▶ **Aim**: Reproduce the rows from the line with "Might I trouble you for the coordinates of the cat's ear" to the line with "Might I trouble you for the coordinates of the window", switching each "cat's" to "kitten's" and leaving everything else unchanged.

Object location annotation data
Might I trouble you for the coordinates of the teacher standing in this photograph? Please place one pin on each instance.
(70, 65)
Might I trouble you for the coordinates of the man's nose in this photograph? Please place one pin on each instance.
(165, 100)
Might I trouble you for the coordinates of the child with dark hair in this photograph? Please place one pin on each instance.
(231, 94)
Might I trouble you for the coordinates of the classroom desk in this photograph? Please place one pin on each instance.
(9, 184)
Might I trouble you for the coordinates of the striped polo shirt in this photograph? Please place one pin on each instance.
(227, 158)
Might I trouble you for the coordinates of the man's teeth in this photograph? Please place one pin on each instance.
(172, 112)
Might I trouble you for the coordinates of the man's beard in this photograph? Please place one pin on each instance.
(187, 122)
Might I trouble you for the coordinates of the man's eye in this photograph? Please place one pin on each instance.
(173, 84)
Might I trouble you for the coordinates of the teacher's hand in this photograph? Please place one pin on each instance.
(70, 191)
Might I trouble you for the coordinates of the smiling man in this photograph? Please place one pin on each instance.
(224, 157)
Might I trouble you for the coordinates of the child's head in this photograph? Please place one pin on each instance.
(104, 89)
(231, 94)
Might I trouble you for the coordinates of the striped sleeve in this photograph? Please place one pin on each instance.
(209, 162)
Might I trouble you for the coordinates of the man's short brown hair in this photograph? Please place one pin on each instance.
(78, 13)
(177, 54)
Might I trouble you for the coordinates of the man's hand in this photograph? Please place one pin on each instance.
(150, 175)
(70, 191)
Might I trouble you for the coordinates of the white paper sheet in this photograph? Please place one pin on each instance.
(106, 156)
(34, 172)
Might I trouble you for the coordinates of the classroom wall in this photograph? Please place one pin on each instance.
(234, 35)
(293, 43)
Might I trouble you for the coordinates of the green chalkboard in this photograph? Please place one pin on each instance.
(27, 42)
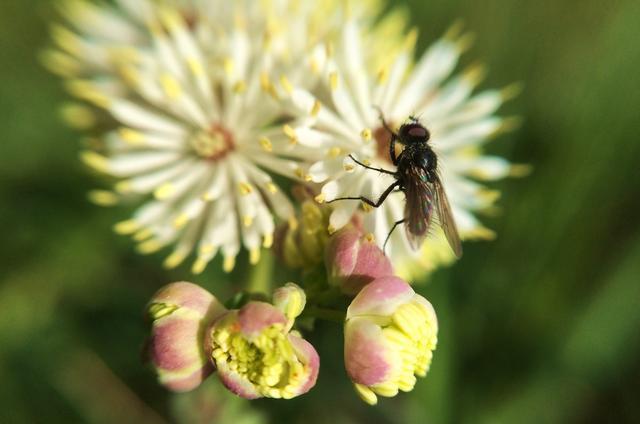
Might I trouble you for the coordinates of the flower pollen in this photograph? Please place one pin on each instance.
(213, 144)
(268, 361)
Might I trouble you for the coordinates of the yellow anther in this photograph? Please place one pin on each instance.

* * *

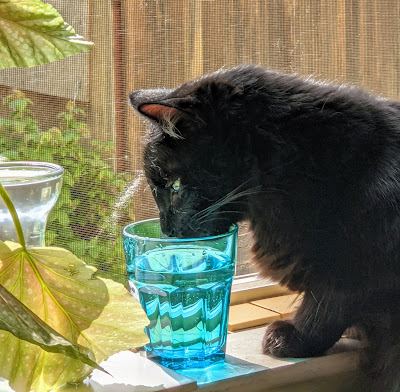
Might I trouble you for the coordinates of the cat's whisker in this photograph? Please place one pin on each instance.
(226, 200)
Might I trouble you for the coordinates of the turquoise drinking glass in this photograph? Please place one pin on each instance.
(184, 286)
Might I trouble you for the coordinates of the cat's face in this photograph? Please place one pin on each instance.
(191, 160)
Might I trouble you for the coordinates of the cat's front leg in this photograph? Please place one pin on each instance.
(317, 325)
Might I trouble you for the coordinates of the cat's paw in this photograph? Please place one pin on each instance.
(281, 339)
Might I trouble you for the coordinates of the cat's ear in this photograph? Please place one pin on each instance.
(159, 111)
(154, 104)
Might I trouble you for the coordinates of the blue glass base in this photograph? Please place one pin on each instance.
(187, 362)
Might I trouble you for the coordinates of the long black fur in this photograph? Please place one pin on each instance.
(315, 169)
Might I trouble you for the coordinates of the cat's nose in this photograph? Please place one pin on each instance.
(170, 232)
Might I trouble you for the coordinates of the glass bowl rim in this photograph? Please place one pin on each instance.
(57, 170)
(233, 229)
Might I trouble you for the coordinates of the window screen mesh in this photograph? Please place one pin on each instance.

--

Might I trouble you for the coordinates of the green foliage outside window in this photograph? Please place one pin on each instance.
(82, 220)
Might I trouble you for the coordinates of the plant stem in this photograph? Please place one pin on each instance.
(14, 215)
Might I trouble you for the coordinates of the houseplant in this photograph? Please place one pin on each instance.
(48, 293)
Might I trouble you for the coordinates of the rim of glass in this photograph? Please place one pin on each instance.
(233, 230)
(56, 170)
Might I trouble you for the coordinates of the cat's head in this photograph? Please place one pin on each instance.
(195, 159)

▶ **Exercise solution**:
Might I trouble you for the coordinates of the kitten's ear in this photograph? Please place one pin on each instance.
(159, 111)
(154, 104)
Might I trouble you for the coordinates of the blue glass base in this photograph? Please place one pin on each instance.
(187, 362)
Might I trouble you for the coordinates of the long black fur in this photograph? Please place one pin on each instance.
(315, 169)
Might I trouble you for the coordinates of the kitten's nose in this photograph? Please place one pin on each instance.
(170, 232)
Might I trouble you for the coordinates of the glass bowl rim in this photograph? Please place one pin on each instance.
(57, 170)
(233, 229)
Might I trouble you for the coordinates of the window screen mesh in this photograph? Please place one pin on each instance.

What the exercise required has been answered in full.